### Challenge
Rewrite the lines from the first one through the line containing "top-left (0, 0), bottom-right (500, 334)", inclusive, changing "tomato cluster" to "cluster of tomatoes" and leaving all else as it is. Give only those lines.

### Data for this exercise
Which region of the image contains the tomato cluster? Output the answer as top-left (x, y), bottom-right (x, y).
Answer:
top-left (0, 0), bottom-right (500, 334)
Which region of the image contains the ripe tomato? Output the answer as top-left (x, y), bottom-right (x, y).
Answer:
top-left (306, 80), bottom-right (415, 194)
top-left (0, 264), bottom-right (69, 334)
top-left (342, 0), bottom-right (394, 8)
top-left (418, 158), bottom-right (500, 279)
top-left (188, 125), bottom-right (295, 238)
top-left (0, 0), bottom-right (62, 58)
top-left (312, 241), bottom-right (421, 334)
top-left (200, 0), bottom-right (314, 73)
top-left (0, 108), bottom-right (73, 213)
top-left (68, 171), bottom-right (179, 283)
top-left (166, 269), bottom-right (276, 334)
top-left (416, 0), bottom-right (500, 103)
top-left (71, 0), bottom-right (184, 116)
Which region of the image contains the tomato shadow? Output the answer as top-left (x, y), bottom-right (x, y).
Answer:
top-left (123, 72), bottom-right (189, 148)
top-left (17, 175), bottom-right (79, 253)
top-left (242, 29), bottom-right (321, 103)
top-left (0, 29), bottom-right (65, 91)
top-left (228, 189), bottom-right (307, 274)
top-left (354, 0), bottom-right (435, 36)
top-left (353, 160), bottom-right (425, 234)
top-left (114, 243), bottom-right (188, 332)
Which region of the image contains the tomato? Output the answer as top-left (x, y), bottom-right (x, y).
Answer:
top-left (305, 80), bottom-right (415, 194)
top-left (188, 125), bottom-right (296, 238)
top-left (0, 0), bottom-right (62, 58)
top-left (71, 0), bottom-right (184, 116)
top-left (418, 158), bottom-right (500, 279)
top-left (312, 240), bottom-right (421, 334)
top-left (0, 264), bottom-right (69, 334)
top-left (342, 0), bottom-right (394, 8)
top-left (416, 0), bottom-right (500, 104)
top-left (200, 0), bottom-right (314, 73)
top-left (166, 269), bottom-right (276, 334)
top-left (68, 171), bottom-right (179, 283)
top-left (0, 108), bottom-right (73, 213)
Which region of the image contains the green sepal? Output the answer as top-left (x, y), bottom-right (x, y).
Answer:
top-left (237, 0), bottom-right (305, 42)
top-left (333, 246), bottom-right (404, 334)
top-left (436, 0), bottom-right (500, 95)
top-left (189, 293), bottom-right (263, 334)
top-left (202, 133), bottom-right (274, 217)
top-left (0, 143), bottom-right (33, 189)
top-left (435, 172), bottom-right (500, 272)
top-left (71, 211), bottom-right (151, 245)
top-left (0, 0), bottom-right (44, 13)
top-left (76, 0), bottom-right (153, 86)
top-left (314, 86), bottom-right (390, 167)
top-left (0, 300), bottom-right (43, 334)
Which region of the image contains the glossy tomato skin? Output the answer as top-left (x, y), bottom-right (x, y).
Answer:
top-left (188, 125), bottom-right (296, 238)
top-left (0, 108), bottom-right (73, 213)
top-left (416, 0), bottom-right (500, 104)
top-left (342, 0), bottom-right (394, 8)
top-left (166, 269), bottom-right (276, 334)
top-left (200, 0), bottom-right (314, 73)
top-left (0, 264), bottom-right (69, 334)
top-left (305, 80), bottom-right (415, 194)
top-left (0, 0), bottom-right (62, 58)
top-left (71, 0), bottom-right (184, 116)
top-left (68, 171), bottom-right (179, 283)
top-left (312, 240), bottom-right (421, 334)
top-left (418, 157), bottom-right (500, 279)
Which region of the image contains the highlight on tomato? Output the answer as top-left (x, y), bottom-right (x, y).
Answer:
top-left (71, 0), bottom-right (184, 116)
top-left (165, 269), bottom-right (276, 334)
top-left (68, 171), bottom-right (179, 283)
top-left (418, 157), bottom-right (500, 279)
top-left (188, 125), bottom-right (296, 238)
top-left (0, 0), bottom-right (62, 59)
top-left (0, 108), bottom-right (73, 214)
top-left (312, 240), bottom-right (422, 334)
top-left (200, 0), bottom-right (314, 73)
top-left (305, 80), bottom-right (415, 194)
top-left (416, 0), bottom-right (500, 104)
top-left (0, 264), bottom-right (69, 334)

### Solution for this exercise
Which region of the image contains the cluster of tomatoes? Output the answer as top-left (x, y), bottom-right (x, y).
Answer:
top-left (0, 0), bottom-right (500, 334)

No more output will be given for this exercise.